[Problem description] Reproduce the Python question about the Matter class below word for word, in full.

[Provided passage]
%%

1

Based on what I tested the in the following code, when I define the self.location attribute in the class Matter(), and when I'm trying to assign the value to the instance it doesn't work.

class Matter():
    """docstring for Matter"""

    def __init__(self):
        self.xcoord = 0
        self.ycoord = 0
        self.location = (self.xcoord, self.ycoord)

main = Matter()
#before changing values
print(main.xcoord, main.ycoord)

#changing values
main.xcoord = 5
main.ycoord = 10

print(main.xcoord, main.ycoord)
print(main.location)

output:

  • 0 0
  • 5 10
  • (0, 0)

self.location did not change in this case. but when I do this:

main = Matter()
# before changinv the values
print(main.xcoord, main.ycoord)
# changing the values
main.xcoord = 5
main.ycoord = 10
print(main.xcoord, main.ycoord)

%%

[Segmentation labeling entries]
%%

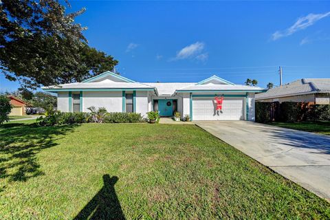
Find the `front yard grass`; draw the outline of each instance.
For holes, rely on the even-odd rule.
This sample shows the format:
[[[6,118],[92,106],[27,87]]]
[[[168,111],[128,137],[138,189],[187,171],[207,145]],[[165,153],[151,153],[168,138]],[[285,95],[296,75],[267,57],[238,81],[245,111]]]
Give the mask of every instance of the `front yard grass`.
[[[330,218],[330,204],[194,125],[0,126],[0,219]]]
[[[330,122],[307,121],[299,122],[272,122],[270,124],[287,129],[309,131],[330,135]]]

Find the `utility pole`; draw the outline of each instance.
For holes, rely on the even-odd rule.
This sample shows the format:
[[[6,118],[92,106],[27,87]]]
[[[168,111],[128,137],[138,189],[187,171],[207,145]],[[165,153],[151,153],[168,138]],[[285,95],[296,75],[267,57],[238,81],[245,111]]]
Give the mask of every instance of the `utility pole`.
[[[280,86],[282,85],[282,67],[279,67],[280,69],[278,72],[280,72]]]

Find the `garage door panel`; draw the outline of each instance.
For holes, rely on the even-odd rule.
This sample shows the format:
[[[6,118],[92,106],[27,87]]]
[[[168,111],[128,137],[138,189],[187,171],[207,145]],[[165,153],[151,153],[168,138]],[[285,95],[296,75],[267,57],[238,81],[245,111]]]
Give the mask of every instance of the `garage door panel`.
[[[214,98],[193,98],[192,118],[194,120],[244,120],[243,104],[243,98],[225,98],[222,112],[217,115]]]

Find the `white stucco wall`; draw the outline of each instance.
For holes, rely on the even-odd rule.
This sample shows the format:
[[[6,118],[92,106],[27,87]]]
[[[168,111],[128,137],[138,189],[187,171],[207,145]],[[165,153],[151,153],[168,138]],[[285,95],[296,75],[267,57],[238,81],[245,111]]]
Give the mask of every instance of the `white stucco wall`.
[[[141,116],[146,116],[146,113],[148,111],[148,91],[136,91],[136,113],[141,113]]]
[[[190,94],[189,93],[181,94],[182,96],[182,112],[183,116],[189,115],[190,117]]]
[[[254,122],[256,120],[256,107],[255,107],[254,94],[248,94],[248,103],[249,105],[249,113],[248,113],[248,120]]]
[[[119,91],[83,91],[82,111],[89,112],[87,108],[94,106],[104,107],[109,112],[122,111],[122,92]]]
[[[59,91],[57,94],[57,110],[69,111],[69,92]]]

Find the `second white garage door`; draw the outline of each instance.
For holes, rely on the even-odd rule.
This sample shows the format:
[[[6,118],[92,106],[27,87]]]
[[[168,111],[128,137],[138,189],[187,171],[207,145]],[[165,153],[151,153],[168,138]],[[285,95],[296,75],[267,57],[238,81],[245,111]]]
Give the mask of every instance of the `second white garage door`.
[[[222,113],[217,113],[212,97],[192,98],[193,120],[244,120],[244,98],[225,97]]]

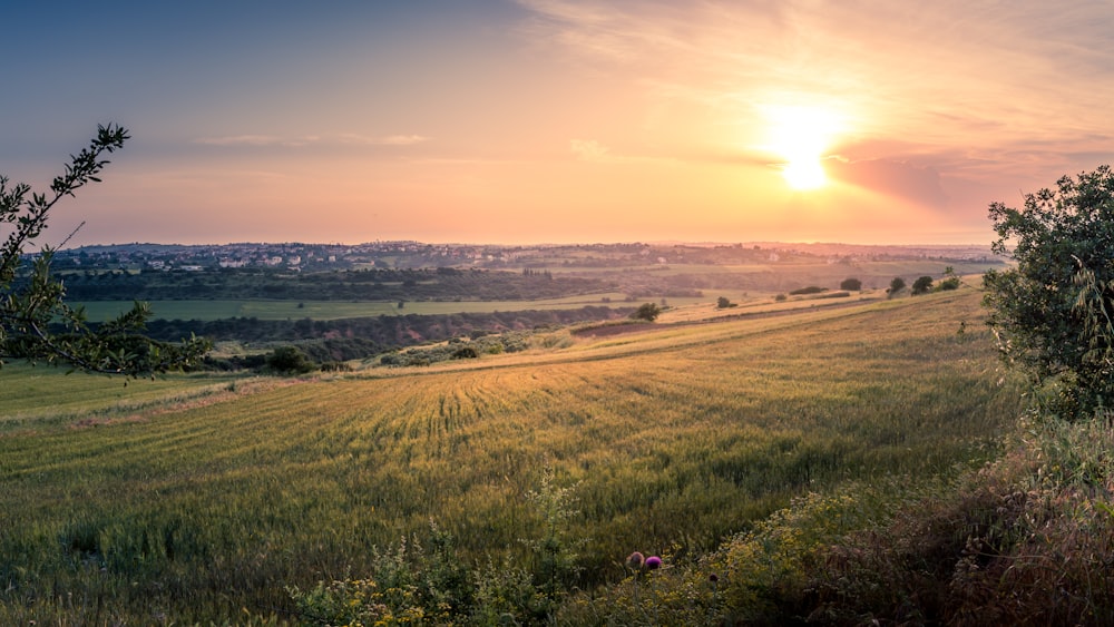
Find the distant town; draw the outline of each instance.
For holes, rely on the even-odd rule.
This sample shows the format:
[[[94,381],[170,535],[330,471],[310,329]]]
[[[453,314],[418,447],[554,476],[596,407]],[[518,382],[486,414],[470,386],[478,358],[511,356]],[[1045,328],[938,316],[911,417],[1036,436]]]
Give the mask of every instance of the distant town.
[[[627,243],[553,245],[427,244],[413,241],[356,245],[238,243],[221,245],[110,244],[55,253],[55,270],[127,270],[202,272],[221,268],[274,268],[287,272],[476,267],[624,267],[668,264],[734,265],[779,263],[809,257],[829,263],[859,261],[996,259],[989,246],[887,246],[852,244]]]

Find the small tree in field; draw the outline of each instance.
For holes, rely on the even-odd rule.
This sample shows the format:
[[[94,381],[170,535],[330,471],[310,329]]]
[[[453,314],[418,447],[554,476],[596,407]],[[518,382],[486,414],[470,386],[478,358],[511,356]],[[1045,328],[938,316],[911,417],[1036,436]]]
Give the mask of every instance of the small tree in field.
[[[912,282],[913,294],[927,294],[932,291],[932,277],[931,276],[918,276],[917,281]]]
[[[1114,174],[1110,166],[990,205],[1016,267],[984,277],[988,324],[1007,363],[1035,384],[1057,383],[1054,409],[1088,415],[1114,402]]]
[[[839,288],[848,292],[860,292],[862,291],[862,282],[858,278],[844,278],[843,282],[839,284]]]
[[[662,307],[658,307],[654,303],[643,303],[637,310],[634,311],[634,313],[631,314],[631,317],[632,320],[654,322],[659,315],[662,315]]]
[[[47,228],[50,209],[88,183],[108,164],[105,154],[124,147],[127,130],[109,125],[97,128],[88,148],[70,156],[65,174],[50,184],[49,194],[31,192],[27,184],[8,185],[0,176],[0,365],[23,357],[67,363],[92,372],[131,376],[165,372],[187,365],[208,350],[208,342],[190,339],[180,344],[155,342],[143,331],[150,310],[135,303],[127,313],[91,326],[81,308],[63,302],[66,288],[50,272],[53,251],[42,246],[33,262],[25,255]],[[61,331],[51,330],[61,325]]]

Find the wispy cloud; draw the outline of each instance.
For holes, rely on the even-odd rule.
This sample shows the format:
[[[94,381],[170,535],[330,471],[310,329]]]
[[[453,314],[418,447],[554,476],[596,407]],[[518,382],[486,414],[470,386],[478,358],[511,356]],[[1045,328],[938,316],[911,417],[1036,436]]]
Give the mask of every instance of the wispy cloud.
[[[852,116],[847,141],[965,148],[984,165],[1008,151],[1110,150],[1105,2],[517,1],[532,41],[636,77],[662,110],[745,119],[763,105],[827,101]],[[908,155],[856,156],[897,157]]]
[[[275,135],[228,135],[219,137],[199,137],[194,144],[207,146],[278,146],[299,148],[302,146],[339,146],[339,145],[361,145],[361,146],[412,146],[429,141],[429,137],[421,135],[382,135],[368,136],[352,133],[335,135],[306,135],[302,137],[280,137]]]
[[[344,134],[338,136],[338,139],[343,144],[362,144],[365,146],[413,146],[414,144],[429,141],[429,137],[423,137],[421,135],[383,135],[369,137],[365,135]]]
[[[608,161],[614,159],[609,155],[606,146],[595,139],[571,139],[568,143],[569,150],[580,160],[585,161]]]

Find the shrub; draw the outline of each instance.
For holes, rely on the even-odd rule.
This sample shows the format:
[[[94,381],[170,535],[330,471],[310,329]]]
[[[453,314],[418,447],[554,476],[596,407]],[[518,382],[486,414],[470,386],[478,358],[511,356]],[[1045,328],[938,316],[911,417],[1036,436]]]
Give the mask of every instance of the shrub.
[[[931,276],[918,276],[917,281],[912,282],[912,294],[927,294],[932,290],[932,277]]]
[[[805,295],[805,294],[820,294],[821,292],[827,292],[827,291],[828,291],[827,287],[820,287],[819,285],[809,285],[808,287],[801,287],[801,288],[798,288],[798,290],[793,290],[789,294],[791,296],[801,296],[801,295]]]
[[[280,374],[304,374],[316,368],[297,346],[278,346],[267,355],[267,368]]]
[[[662,307],[654,303],[643,303],[638,306],[634,313],[631,314],[632,320],[644,320],[646,322],[654,322],[657,316],[662,314]]]

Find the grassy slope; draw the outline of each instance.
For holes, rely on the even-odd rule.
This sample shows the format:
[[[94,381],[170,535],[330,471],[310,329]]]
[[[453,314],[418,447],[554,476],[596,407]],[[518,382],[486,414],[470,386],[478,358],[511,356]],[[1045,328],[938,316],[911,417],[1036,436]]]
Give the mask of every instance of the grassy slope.
[[[467,555],[520,552],[546,464],[576,486],[586,581],[634,548],[706,551],[805,491],[985,455],[1018,399],[980,315],[964,291],[240,386],[98,428],[43,415],[0,439],[0,618],[56,611],[32,601],[49,590],[114,616],[266,613],[430,518]]]

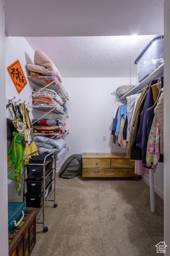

%%

[Complete output]
1

Based on what I tested the in the following code, when I define the self.location attribute in the class Matter(), and when I'm trying to assign the value to the instance it doesn't work.

class Matter():
    """docstring for Matter"""

    def __init__(self):
        self.xcoord = 0
        self.ycoord = 0
        self.location = (self.xcoord, self.ycoord)

main = Matter()
#before changing values
print(main.xcoord, main.ycoord)

#changing values
main.xcoord = 5
main.ycoord = 10

print(main.xcoord, main.ycoord)
print(main.location)

output:

  • 0 0
  • 5 10
  • (0, 0)

self.location did not change in this case. but when I do this:

main = Matter()
# before changinv the values
print(main.xcoord, main.ycoord)
# changing the values
main.xcoord = 5
main.ycoord = 10
print(main.xcoord, main.ycoord)